### Document extract
Eventually, the bubbling conversation began to settle as eyes drew to a lanky man with tousled graying hair striding to the front of the room. The room fell completely silent, students leaning forward expectantly while recognition lit up their faces.

Children’s book author, Phil Bildner, visited Book Club members in early November to share his experiences and pass down the knowledge he has acquired in his lifetime. Bildner started off with an oldie-but-a-goodie slice of knowledge.

Ivy Hansen
Phil Bildner, children’s author, imparted one last piece of wisdom that originates from Rudine Sims Bishop, Professor Emerita of Education at The Ohio State University, for the Book Club members before closing out. “It’s so important when reading books, we need to see ourselves in books. For us, books need to be mirrors, they need to be reflections of who we are. We need to be able to relate to the characters, the events, the setting, the scenes, all those things in books,” Bildner said.

### Task set
1) Decide whether each statement below agrees with the article about Phil Bildner's visit to Book Club. Answer yes or no for each, and quote the words from the article that settle it. (a) Bildner visited Book Club members in early November. (b) The room grew louder as the man walked to the front. (c) The last piece of wisdom Bildner shared comes from Rudine Sims Bishop.
2) Pick up the article about Phil Bildner's visit to Book Club where it ends, and keep writing.

### Recorded data

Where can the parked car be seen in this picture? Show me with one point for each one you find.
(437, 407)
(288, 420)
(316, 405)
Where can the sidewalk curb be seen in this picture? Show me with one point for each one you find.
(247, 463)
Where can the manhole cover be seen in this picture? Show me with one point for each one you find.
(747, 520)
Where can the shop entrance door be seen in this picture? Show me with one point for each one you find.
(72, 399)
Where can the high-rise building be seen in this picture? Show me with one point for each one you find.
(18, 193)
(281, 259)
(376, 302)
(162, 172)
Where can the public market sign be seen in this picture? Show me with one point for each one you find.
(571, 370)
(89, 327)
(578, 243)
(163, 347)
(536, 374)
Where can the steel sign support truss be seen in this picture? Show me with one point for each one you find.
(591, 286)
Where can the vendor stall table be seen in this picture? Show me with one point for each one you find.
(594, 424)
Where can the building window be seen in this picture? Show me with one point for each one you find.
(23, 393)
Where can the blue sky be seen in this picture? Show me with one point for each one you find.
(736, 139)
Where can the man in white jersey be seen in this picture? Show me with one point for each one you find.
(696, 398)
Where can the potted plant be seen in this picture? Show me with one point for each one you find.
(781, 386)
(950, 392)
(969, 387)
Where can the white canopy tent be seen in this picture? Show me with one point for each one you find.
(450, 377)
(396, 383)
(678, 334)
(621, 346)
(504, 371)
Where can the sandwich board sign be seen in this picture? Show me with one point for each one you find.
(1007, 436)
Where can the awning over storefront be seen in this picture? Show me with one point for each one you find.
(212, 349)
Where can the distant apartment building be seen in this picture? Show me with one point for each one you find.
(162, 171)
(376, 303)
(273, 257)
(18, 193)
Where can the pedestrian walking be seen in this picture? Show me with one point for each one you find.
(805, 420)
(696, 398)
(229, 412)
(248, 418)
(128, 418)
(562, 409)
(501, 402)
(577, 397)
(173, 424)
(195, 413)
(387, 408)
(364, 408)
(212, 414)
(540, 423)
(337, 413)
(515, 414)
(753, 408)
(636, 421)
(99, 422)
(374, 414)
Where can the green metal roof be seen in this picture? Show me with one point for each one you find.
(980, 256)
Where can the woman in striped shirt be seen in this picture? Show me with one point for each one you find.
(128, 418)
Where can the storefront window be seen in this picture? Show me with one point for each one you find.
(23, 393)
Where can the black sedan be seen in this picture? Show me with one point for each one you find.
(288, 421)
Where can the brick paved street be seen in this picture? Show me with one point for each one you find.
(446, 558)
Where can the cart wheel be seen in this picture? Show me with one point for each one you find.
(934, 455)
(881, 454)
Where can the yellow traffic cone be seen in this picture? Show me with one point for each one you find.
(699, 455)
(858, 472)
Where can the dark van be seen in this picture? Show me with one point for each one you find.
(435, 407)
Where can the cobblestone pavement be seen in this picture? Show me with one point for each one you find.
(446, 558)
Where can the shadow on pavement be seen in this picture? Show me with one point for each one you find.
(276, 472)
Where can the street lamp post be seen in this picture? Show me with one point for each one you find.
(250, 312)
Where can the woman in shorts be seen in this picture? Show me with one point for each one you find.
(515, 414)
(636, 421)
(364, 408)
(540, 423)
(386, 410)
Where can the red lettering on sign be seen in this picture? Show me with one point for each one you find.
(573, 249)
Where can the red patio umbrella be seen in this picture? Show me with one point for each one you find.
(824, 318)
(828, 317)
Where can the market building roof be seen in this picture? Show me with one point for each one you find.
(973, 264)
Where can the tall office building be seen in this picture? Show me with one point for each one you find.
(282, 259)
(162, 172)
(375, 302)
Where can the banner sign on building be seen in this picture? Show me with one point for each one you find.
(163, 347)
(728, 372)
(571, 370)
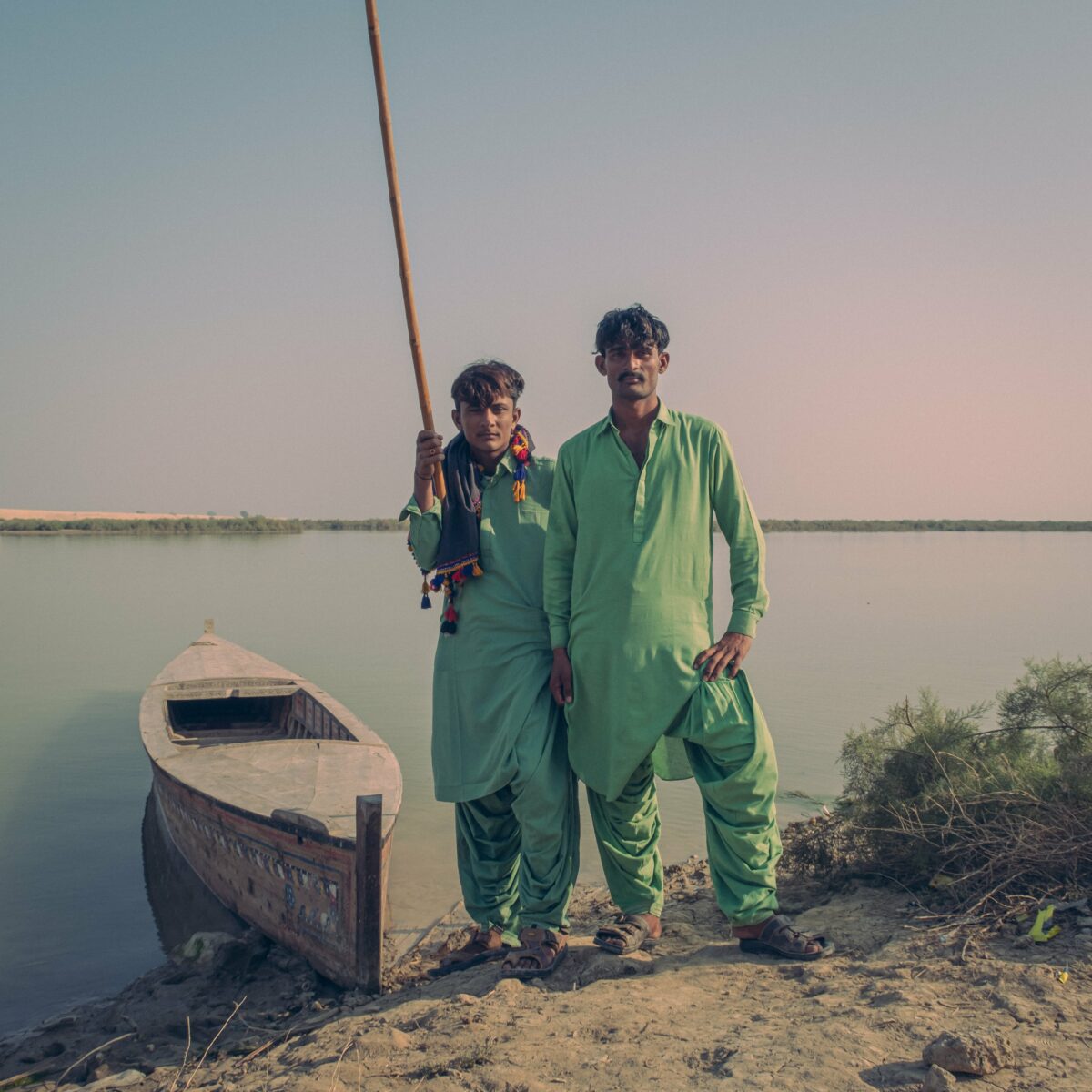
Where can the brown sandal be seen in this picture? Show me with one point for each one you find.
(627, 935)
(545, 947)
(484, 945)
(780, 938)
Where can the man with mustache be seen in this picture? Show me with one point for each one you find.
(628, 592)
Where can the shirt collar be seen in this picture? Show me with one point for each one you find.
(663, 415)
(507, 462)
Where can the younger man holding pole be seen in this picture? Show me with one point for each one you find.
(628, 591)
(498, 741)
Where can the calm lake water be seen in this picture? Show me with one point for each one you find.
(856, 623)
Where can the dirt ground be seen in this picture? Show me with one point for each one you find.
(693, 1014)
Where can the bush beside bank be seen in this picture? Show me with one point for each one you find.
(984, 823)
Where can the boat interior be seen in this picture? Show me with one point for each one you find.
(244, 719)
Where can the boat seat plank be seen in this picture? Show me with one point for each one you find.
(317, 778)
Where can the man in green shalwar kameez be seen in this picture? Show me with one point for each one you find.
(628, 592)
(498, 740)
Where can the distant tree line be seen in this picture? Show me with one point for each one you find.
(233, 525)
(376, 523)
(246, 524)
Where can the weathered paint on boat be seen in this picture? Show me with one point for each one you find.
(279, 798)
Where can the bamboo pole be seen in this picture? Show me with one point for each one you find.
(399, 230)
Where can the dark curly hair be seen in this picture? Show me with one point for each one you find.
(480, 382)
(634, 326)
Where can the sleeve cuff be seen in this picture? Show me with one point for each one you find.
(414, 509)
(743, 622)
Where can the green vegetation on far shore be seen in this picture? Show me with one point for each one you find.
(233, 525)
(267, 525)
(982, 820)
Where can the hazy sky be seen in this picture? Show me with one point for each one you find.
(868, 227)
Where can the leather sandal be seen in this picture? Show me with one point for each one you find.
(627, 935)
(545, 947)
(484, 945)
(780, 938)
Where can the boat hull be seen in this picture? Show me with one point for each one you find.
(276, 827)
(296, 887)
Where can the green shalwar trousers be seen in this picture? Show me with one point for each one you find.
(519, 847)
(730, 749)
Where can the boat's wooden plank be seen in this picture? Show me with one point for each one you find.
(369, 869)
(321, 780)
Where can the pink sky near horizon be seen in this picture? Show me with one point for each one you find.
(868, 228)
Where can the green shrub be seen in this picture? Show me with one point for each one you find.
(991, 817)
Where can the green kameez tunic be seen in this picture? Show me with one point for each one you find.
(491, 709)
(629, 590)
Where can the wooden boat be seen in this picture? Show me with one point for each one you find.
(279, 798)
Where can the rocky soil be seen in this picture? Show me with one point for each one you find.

### Response list
1)
(a) Yes: "visited Book Club members in early November"
(b) No: "The room fell completely silent"
(c) Yes: "originates from Rudine Sims Bishop, Professor Emerita of Education at The Ohio State University"

2)
“The key to a good writer is you have read, you have read a lot. Read whatever you want. Reading is not a choice, what you read is your choice. Feed your head with the words, the things that you want,” Bildner said. “I also would recommend challenging yourself. Try a new genre, try a new author, experiment with something because you never know when you’ll discover a whole new genre or author you didn’t even know existed,” he added.

He continued, talking of his origins as a middle school teacher in New York City Public Schools, first in the Bronx for five years and then Manhattan for six years. However, the difficulty of teaching only increases when short on necessary classroom supplies. So, Bildner displayed his ingenuity by instead teaching the children using song lyrics and asking for supplies from friends.

“When I first started teaching in the 1990’s, I didn’t have books for the classroom, we didn’t have a copy machine, we didn’t have any materials. So, I would hit up my friends for materials for the classes and I taught my students to read using the lyrics of my favorite songs. We’d all read them as vocabulary words, and they were the launching points of our writing lessons. That’s how we learned about history or current events, through the use of these words,” Bildner said.

Ivy Hansen
Children’s book author, Phil Bildner, visited Book Club members to share his experiences and pass down the knowledge he has acquired in his lifetime. As a retired middle school teacher and founder of The Author Village, he had much to share in terms of advice for aspiring creators of all mediums. “Your words are a powerful thing. You never know how what you say, what you create, what you text, what you email, where it’s going to end up. So, you always got to be mindful and you never know the one moment where something you created could impact people,” Bildner said.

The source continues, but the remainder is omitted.